[SUPPLIED RECORDS Boundary: Start]
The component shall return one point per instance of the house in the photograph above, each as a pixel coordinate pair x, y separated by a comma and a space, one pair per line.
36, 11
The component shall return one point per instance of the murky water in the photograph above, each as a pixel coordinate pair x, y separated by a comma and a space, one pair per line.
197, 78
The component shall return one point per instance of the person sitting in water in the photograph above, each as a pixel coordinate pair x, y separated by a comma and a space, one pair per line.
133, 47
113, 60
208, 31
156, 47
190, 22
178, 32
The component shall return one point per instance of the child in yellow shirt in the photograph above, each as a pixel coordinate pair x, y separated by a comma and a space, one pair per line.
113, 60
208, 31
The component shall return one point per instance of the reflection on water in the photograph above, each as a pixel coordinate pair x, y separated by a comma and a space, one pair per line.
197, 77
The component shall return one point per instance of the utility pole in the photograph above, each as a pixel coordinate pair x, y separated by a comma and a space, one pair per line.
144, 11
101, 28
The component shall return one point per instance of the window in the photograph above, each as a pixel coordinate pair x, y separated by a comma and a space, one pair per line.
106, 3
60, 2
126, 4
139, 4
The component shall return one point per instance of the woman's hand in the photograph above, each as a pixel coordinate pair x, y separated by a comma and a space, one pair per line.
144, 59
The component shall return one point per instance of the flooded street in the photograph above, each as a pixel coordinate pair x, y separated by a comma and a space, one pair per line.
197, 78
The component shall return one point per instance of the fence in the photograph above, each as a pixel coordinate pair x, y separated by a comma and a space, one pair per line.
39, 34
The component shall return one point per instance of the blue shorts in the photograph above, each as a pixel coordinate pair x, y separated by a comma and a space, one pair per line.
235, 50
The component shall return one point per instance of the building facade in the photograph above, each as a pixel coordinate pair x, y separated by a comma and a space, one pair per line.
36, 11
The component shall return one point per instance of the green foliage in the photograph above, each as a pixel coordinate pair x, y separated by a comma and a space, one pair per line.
[SUPPLIED RECORDS Boundary: End]
=== WORK TO COMPLETE ===
Set down every entry exactly as it appears.

=== YOUR RESPONSE ===
The component shall return one point per instance of the house in the photograph above, each as a pixel coordinate pair x, y separated by a comma and a space, one pair per line.
36, 11
The component shall return one point per instance of the murky water in the photograph above, each as a pixel coordinate pair x, y separated by a comma and a space, one pair per line.
197, 78
The component shall return one point per instance of the person sitting in water in the photograph above, each as a pixel coordinate pair x, y separated by a comma and a space, one pair per line.
133, 47
113, 60
208, 31
156, 47
190, 22
178, 32
The component shall return one point per instance of the child in yellow shirt in the photograph above, each as a pixel coordinate pair x, y separated by a comma and a space, one pair per line.
113, 60
208, 31
The component shall return one point per instance of the reflection on water in the photograph above, each as a pixel coordinate pair x, y separated by a comma and a space, one pair per line.
197, 77
The component shall return one point per instance of the utility pole in the photograph above, each as a pixel coordinate pair x, y separated by a comma and a space, one pair per line.
144, 11
101, 28
The component shall return one point per instance of the window in the photograph above, each as a pixel coordinate pair x, y separated by a comma and a space, one pair per line.
106, 3
60, 2
126, 4
139, 4
The component shall return one point per instance of the woman's hand in the photograph above, each as a pixel coordinate pair x, y separated by a comma and a space, one pair per line.
144, 59
The component shall return one point per instance of the flooded street in the photograph above, each as a pixel coordinate pair x, y separated by a comma and a space, one pair per line.
197, 78
The component shall return one point per instance of the fence in the photograph above, each as a pixel coordinate pair x, y separated by a comma and a space, one pair per line.
39, 34
The component shall return one point per instance of the blue shorts in the photograph above, each as a pixel coordinate pair x, y separated by a comma and a space, one pair per line.
235, 50
The component shall return one point per instance of the building facade in the photograph above, each as a pixel coordinate pair x, y separated by a comma and a space, one pair per line.
36, 11
The component shall return one point per instance of the green foliage in the photograph above, each as a pixel coordinate pair x, y separated by a comma and a space, one pair per line.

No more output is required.